Beneath this task are the entries; from the line with "Provide the location of each instance of the loaf" through the last one, transcribe every line exactly and nothing else, skipping pictures.

*** Extracted information Section Begins ***

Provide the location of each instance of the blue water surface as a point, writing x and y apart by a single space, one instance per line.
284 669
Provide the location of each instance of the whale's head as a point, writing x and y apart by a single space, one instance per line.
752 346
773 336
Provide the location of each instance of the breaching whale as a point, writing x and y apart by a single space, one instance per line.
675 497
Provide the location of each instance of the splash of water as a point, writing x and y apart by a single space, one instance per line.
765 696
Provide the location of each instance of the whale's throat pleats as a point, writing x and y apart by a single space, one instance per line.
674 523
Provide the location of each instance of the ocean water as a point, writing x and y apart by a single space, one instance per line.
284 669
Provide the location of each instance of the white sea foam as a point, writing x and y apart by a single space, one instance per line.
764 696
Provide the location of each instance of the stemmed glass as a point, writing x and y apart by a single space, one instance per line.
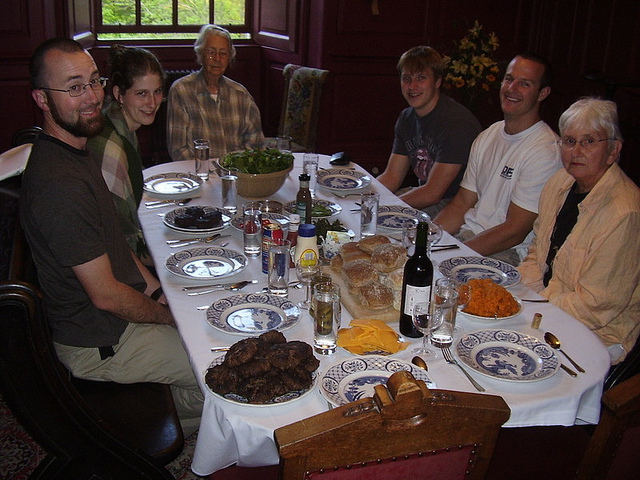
305 270
426 322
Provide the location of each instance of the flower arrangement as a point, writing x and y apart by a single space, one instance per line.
471 68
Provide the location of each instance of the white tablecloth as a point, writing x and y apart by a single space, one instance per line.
231 433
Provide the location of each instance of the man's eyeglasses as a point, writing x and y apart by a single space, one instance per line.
212 52
568 143
78 90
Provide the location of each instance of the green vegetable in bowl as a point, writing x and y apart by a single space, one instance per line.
258 160
321 211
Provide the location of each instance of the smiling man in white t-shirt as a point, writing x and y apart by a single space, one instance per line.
497 203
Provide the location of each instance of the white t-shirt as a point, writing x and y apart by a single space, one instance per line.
507 168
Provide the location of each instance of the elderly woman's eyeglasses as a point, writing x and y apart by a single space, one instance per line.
568 143
79 89
212 52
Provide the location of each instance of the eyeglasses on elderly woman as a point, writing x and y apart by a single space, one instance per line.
568 143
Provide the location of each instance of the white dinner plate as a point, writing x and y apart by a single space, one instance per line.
283 220
356 377
252 314
392 217
240 400
169 220
334 207
507 355
206 263
343 179
172 184
464 269
479 318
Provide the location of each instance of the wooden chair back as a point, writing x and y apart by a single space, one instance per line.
404 431
612 452
301 105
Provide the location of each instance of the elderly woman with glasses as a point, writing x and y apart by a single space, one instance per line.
208 105
584 257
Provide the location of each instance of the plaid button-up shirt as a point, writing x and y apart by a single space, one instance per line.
231 122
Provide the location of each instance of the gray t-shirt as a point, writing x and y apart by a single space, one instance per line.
443 135
69 219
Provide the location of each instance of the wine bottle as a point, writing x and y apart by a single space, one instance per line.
416 284
303 199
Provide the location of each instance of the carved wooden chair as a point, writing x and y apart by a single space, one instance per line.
404 431
612 452
301 105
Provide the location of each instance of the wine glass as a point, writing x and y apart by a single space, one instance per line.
424 321
305 270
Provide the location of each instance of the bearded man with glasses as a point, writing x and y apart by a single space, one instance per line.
585 251
208 105
109 319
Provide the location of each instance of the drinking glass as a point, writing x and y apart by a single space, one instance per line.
310 167
278 276
201 147
252 230
229 179
433 237
369 202
305 270
326 318
409 236
424 321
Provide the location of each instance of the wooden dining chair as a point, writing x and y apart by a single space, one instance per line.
612 452
301 105
404 431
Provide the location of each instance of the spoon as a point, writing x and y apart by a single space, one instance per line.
554 342
165 203
419 362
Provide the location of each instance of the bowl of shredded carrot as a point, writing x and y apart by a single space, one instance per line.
490 301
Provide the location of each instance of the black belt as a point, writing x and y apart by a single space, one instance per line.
106 352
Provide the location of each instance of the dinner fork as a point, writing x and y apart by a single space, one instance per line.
448 356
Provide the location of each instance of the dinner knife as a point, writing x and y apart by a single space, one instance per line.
568 370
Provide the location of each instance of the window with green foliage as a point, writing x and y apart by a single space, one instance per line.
169 19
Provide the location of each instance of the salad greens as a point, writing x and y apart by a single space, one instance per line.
258 160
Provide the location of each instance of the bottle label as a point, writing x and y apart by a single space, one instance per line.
415 295
308 257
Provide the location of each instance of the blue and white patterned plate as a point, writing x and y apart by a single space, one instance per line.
507 355
334 207
343 179
206 263
252 314
392 217
169 220
283 220
240 400
464 269
172 184
356 377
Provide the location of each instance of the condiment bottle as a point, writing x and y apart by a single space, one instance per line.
416 284
303 199
307 245
292 235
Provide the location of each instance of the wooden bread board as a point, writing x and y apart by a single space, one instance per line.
353 305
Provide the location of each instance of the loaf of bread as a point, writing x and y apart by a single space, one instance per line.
388 257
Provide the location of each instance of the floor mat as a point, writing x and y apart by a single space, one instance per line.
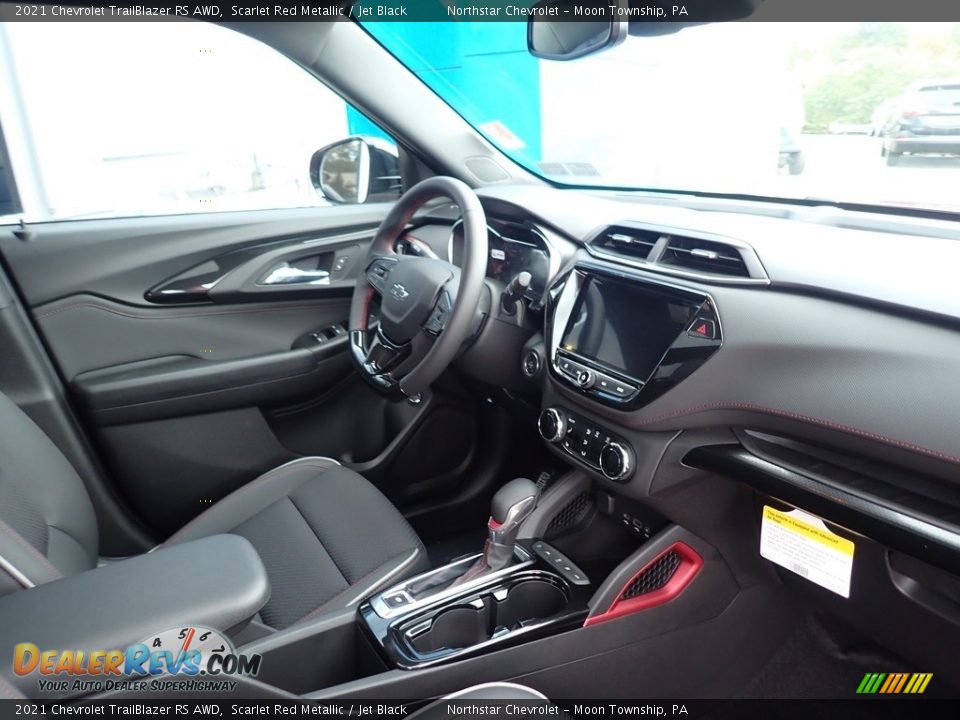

*** Extracted information Section Ends ***

* _Response below_
Provide the location of each instance of the loaf of bread as a point, writing x and y apart by a single space, one instance per line.
388 257
Provide the location of each instance of the floor mat as a point, writing x and y apart by a single space, one instance per line.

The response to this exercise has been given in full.